***** INPUT FOR THIS TASK *****

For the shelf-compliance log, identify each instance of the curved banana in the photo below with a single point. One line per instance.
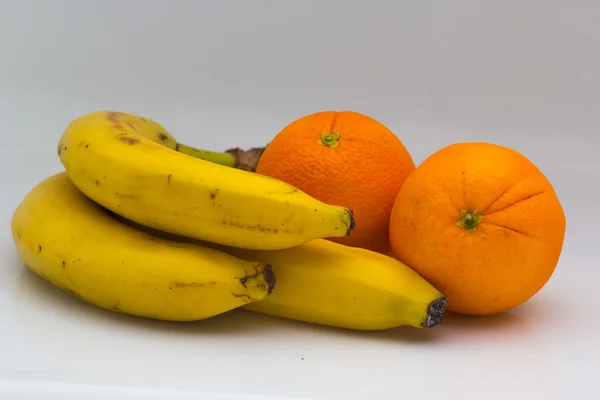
(327, 283)
(157, 133)
(77, 246)
(119, 168)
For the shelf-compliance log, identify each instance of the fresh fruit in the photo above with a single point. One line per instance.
(482, 224)
(343, 158)
(152, 130)
(122, 170)
(327, 283)
(77, 246)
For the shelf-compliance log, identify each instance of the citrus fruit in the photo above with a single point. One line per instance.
(343, 158)
(482, 224)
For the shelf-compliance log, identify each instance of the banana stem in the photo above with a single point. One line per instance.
(246, 160)
(222, 158)
(435, 312)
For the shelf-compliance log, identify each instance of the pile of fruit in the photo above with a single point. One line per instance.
(331, 223)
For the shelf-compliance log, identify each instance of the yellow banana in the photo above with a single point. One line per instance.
(121, 169)
(157, 133)
(327, 283)
(77, 246)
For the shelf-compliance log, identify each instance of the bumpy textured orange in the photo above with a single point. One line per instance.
(343, 158)
(482, 224)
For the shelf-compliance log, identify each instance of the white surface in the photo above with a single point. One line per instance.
(519, 73)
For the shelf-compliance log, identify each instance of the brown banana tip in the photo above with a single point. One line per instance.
(269, 277)
(435, 313)
(352, 224)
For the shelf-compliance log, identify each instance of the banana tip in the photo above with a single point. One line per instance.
(352, 223)
(435, 312)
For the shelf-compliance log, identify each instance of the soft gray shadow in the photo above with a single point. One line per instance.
(36, 293)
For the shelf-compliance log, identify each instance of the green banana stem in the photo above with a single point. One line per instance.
(235, 157)
(222, 158)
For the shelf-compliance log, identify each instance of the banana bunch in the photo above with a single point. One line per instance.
(143, 225)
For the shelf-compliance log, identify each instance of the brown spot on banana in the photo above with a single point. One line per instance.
(267, 274)
(113, 116)
(261, 228)
(128, 139)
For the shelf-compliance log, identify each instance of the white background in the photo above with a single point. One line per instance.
(524, 74)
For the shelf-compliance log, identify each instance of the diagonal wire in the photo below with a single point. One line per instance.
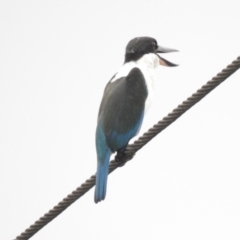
(133, 148)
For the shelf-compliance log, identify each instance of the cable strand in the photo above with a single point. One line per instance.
(133, 148)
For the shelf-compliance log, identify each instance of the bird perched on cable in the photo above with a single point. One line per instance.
(126, 99)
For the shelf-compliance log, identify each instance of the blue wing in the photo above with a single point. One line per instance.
(120, 118)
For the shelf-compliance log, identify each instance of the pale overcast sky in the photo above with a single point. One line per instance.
(55, 60)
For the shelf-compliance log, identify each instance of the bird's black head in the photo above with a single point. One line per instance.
(139, 46)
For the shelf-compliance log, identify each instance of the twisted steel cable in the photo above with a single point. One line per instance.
(133, 148)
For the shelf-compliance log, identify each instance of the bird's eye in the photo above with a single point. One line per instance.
(154, 45)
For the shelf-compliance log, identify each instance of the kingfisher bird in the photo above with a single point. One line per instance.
(126, 99)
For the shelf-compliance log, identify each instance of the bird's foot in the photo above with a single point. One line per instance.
(122, 157)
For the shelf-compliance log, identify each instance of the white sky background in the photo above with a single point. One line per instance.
(55, 60)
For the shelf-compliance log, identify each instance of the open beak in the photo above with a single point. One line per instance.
(163, 61)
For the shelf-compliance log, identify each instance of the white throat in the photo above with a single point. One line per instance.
(147, 63)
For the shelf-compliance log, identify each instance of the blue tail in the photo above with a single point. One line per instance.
(103, 152)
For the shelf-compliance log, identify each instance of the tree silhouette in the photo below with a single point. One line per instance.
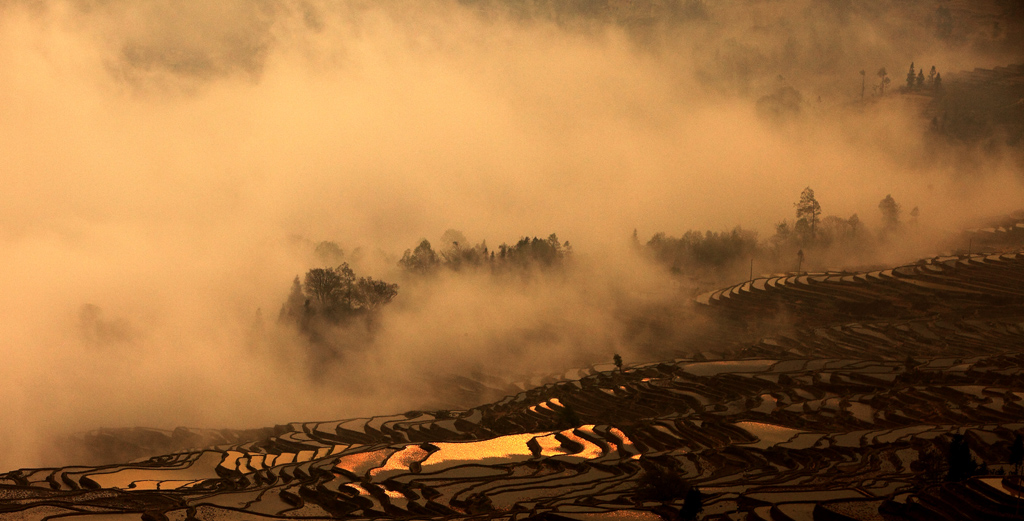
(883, 81)
(374, 294)
(422, 259)
(324, 285)
(890, 212)
(808, 210)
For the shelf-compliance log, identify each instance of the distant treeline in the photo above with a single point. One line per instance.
(524, 254)
(333, 296)
(721, 254)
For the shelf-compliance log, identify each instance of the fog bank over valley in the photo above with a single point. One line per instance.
(171, 168)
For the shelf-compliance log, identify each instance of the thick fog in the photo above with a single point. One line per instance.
(168, 167)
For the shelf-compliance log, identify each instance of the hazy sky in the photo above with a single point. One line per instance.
(158, 156)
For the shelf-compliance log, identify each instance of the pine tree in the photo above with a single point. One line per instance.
(808, 210)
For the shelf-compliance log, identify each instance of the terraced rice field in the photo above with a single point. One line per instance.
(846, 414)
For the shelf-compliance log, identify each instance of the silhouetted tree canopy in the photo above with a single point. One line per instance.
(890, 212)
(335, 294)
(808, 211)
(423, 259)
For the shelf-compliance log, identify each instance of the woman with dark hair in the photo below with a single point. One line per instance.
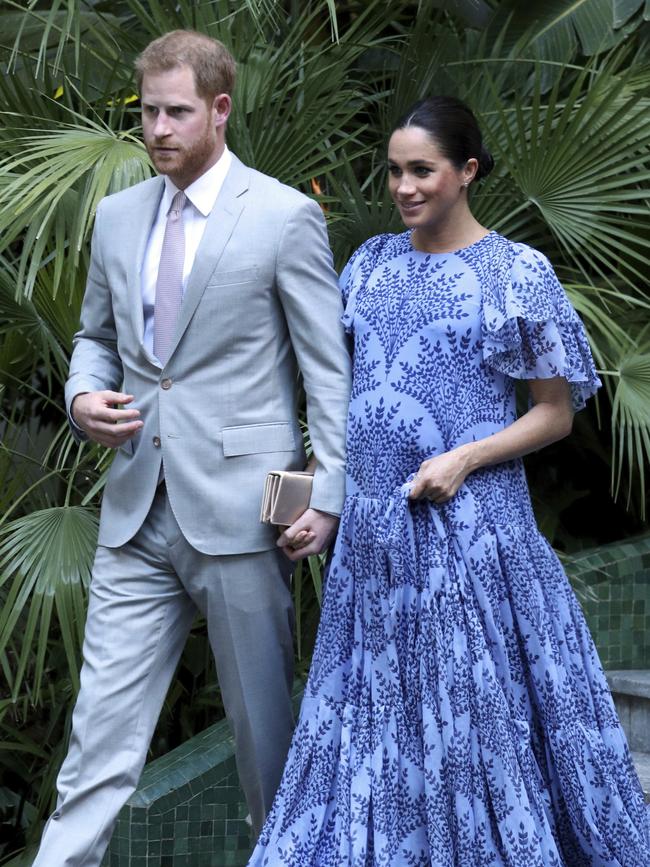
(456, 714)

*****

SET PROBLEM:
Every record above should be written out again without change, except that the pictures are left out.

THE COMPLETED TASK:
For the shelf-compliance log, identify each instance of the curved banana in the photo below with a single point. One line per instance.
(327, 283)
(157, 133)
(77, 246)
(119, 168)
For the shelf-compliance log, identify each instance of the fresh fruit in the photo above with a single point. One line per instance.
(482, 224)
(343, 158)
(152, 130)
(122, 170)
(327, 283)
(77, 246)
For the shelf-compliance log, identify each instance of the citrus fruit in the photo above with a single point. One line per instance.
(343, 158)
(482, 224)
For the shelf-compliance log, identify each instance of the banana stem in the photo above with a single point. One line per instance.
(246, 160)
(222, 158)
(435, 312)
For the shelf-compliance log, identify each instance of the pile of fruit in the photo above with a single point. One line per instance.
(331, 223)
For the shelf-compliance log, identify each instance of the yellow banana in the photo above with a single point. One line per instance.
(121, 169)
(157, 133)
(327, 283)
(77, 246)
For the shelf-compliance log, identify each instance of the bumpy textured orange in the photo above with a single point. One line per instance.
(343, 158)
(482, 224)
For the shelf-compliance log, identify each instance of the white surface in the photo above with a single point. One line per instance.
(519, 73)
For the shelf-compliance log, identify each instance of the brown banana tip in the photo above with a single point. One line per instance.
(269, 277)
(435, 313)
(352, 224)
For the shelf-compliance log, identify each instance of the banana tip in the photo above with a single point. One line per instance.
(352, 223)
(435, 312)
For the shelf-compliance log, identify each instance of the soft gray shadow in the photo above with a single point. One line per instance.
(36, 293)
For the shelf-compliance log, identify each instance of the green banana stem in the photo above with a single point. One line per instance.
(235, 157)
(222, 158)
For the shelf-compliance log, identify each instance of the banana bunch in the photo above with a single point. One line per instance.
(143, 225)
For the shelf-compliance log, identify each instance of the brown spot on banana in the photo above with a single point. One line per instance.
(267, 274)
(113, 116)
(261, 228)
(128, 139)
For the shelf-compliance log, identify each instance of the white background in the photo above with a single point. One line per instance.
(524, 74)
For the shelf-compliance log, identify each instance of the diagonal wire in the photo below with a single point. One line per instance.
(133, 148)
For the shelf-compliance log, identify each instance of the cable strand in the photo above with a single point. One line per instance.
(133, 148)
For the shelf-compliance log, identify each instance of the bird perched on cable in the photo above with a single point. One line per instance.
(126, 99)
For the shelf-compliance log, identify each instance of the blue wing in the photo above with a single point. One line per instance.
(120, 118)
For the shelf-compliance log, identify each instance of the pale overcast sky in the photo above with a single point. One line per instance.
(55, 60)
For the shelf-compliance log, identify each instance of the bird's black head in the photo above with a single point. One line per instance.
(139, 46)
For the shelf-compliance log, identify each instance of the twisted steel cable in the photo above with a single point. One line per instance.
(133, 148)
For the shelf-compliance log, identify each instance of the bird's eye in the photo above with a single point. One line per instance.
(154, 45)
For the shelf-compliance log, identify each instance of the kingfisher bird in the photo above with a single point. One line per instance.
(126, 99)
For the shelf-compliance log, identify each instance of the bird's foot in the photo above with a single point. One line per instance.
(122, 157)
For the shelf-compliance log, identify each instance of the white sky background in the photo above with a single point. One line per instance.
(55, 60)
For the shelf-compliance log, identify each instance of the open beak in the photo above with a single point. One line per instance.
(163, 61)
For the shelf-compliance log, identify each instance of the white throat in the photo above with a single point. One line per instance.
(147, 63)
For the shelf-compliance log, identify each instance of the blue tail in the photo above with a single point. One line per instance.
(103, 152)
For the shelf-compliance log, identify each instance of the tree silhouette in the photo below with a single point. One line per instance.
(883, 81)
(374, 294)
(422, 259)
(324, 285)
(890, 212)
(808, 210)
For the shelf-compliance log, identify each instance of the distant treeline in the photo above with a single point. One line per instance.
(524, 254)
(333, 296)
(721, 254)
For the shelf-compliance log, identify each instance of the fog bank over valley in the photo above with a single point. One line per instance.
(171, 168)
For the shelf-compliance log, identify each instance of the thick fog in the photo above with a single point. One line per instance.
(168, 167)
For the shelf-compliance log, identify each instance of the hazy sky in the photo above with a single point. One line per instance.
(158, 156)
For the shelf-compliance log, identify each instance of the pine tree in the photo above with a single point. One line per instance.
(808, 210)
For the shelf-compliance log, identify each instance of the terraced rice field in the photo above with a single point. One line per instance.
(846, 414)
For the shelf-compliance log, identify each instance of the silhouetted tree canopy in the photo above with a single point. One line per instance.
(890, 212)
(335, 294)
(808, 211)
(423, 259)
For the shelf-compliance log, identify each instance of the woman with dark hair in the photo below with a single point. One line per instance.
(456, 714)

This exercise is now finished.